*Passage:*
>> START

An Empire of Blood: How the Nazis Ruled Europe
This article is from the archive of The New York Sun before the launch of its new website in 2022. The Sun has neither altered nor updated such articles but will seek to correct any errors, mis-categorizations or other problems introduced during transfer.
In the summer of 1942, Albert Speer visited Adolf Hitler at the Führer’s field headquarters in the Ukraine. “One quiet evening,” Mark Mazower writes in “Hitler’s Empire” (Penguin Press, 726 pages, $39.95), Hitler dilated to Speer on his favorite subject: what the world would look like after the German victory, which he still believed was inevitable. By the end of the year, he predicted, the Wehrmacht would have taken the Soviet Caucasus. “If in the course of the next year we manage to cover only the same distance … by the end of 1943 we will pitch our tents in Teheran, in Baghdad and on the Persian Gulf,” Hitler gloated. He went on to do a back-of-the-envelope calculation of how many Germans would be available to colonize this vast new territory. Combining true Germans with their racial “cousins,” such as the Dutch, Hitler, Mr. Mazower writes, came up “with a grand total of 127 million real or potential Germans … [and] then started projecting birth rates far into the future.”

>> END

Entries for bounding-box labeling

>> START

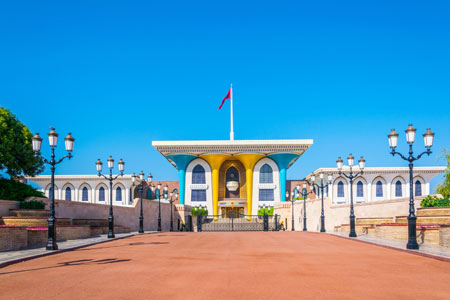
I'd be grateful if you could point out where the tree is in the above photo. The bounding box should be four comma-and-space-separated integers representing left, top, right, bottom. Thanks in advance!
0, 106, 44, 178
436, 150, 450, 199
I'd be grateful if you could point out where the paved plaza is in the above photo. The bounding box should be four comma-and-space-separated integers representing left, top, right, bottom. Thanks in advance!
0, 232, 450, 299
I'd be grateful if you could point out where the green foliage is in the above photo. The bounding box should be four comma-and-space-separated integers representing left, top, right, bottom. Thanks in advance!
420, 195, 450, 207
191, 207, 208, 217
19, 200, 45, 209
258, 207, 274, 216
0, 178, 45, 201
436, 150, 450, 198
0, 107, 44, 177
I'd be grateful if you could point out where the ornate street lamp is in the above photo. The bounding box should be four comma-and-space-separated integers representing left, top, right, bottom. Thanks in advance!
388, 125, 434, 250
31, 127, 75, 250
169, 189, 178, 231
131, 171, 146, 233
157, 183, 164, 231
286, 190, 295, 231
95, 156, 125, 239
336, 154, 366, 237
297, 183, 314, 231
310, 172, 332, 232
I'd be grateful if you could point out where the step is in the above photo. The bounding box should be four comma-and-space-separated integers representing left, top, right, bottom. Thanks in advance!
9, 209, 50, 218
417, 207, 450, 217
356, 217, 393, 225
72, 219, 108, 227
375, 223, 439, 245
395, 215, 450, 224
3, 217, 71, 226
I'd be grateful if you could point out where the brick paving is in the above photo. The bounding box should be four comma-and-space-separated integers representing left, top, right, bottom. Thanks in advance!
0, 232, 450, 300
0, 232, 144, 267
333, 232, 450, 260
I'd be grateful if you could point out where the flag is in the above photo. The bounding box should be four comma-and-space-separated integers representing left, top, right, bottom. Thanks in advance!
219, 88, 231, 109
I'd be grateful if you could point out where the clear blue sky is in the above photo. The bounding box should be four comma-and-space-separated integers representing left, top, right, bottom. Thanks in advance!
0, 0, 450, 190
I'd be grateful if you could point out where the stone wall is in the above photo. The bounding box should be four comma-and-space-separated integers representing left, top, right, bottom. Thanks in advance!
34, 199, 184, 231
439, 225, 450, 247
274, 197, 423, 232
0, 200, 19, 217
0, 227, 28, 251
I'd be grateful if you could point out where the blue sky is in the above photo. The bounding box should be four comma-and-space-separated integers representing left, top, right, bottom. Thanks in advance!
0, 1, 450, 190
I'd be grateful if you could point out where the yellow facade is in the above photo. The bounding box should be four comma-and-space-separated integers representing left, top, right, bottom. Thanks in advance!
200, 154, 265, 215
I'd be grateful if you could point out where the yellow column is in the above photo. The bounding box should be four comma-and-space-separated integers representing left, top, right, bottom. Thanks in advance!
200, 154, 230, 216
235, 154, 264, 215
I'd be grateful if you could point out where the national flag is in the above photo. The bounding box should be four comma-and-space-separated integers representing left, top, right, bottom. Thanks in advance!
219, 88, 231, 109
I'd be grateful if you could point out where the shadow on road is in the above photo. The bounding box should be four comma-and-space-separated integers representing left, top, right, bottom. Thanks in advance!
75, 242, 170, 251
0, 258, 131, 275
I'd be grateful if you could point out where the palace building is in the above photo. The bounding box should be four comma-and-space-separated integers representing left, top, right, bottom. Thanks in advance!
152, 140, 313, 215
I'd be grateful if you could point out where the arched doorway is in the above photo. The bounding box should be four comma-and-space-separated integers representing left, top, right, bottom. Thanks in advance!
225, 166, 241, 198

>> END

*Prompt 1:* In the records, rewrite the lines between the one containing "the yellow facade" and the one containing "235, 154, 264, 215", inclusive, as a JSON list of strings with one string per line and blank lines omitted.
*Prompt 2:* Extend the review of "Hitler's Empire" from the point at which it stops.

*Written reply 1:*
[
  "I'd be grateful if you could point out where the yellow facade is in the above photo. The bounding box should be four comma-and-space-separated integers representing left, top, right, bottom. Thanks in advance!",
  "200, 154, 265, 215",
  "I'd be grateful if you could point out where the yellow column is in the above photo. The bounding box should be four comma-and-space-separated integers representing left, top, right, bottom. Thanks in advance!",
  "200, 154, 230, 216",
  "235, 154, 264, 215"
]

*Written reply 2:*
In this mad monologue, Mr. Mazower finds a perfect snapshot of the irrational forces that both created Hitler’s brief empire and led to its destruction. What Hitler craved, Mr. Mazower makes clear, was a territorial tabula rasa on which he could write his racial and imperial fantasies. Just as Europeans had once supplanted the Indians in the Western Hemisphere, so Aryans would drive out the subhumans who populated Eastern Europe: Poles, Ukrainians, Byelorussians, and especially Jews. Once these peoples were exterminated or reduced to slavery, their lands would be colonized by German pioneers — 20th-century versions of the medieval Teutonic Knights, living as warrior-farmers on feudal estates.
The Nazis never did get as far as Baghdad, of course, nor did Hitler have the chance to build the titanic monuments to himself that he dreamed about — for instance, the supersized Golden Gate Bridge that was to stretch across the Elbe, “so that Germans entering Hamburg by sea would say: ‘What is so extraordinary about America and its bridges? We can do just the same.'” But between 1938, when Germany swallowed up Austria and part of Czechoslovakia without firing a shot, and 1942, when the tide of war began to turn against the Wehrmacht in Russia, Hitler did manage to bring more of Europe under his control than any conqueror since Napoleon.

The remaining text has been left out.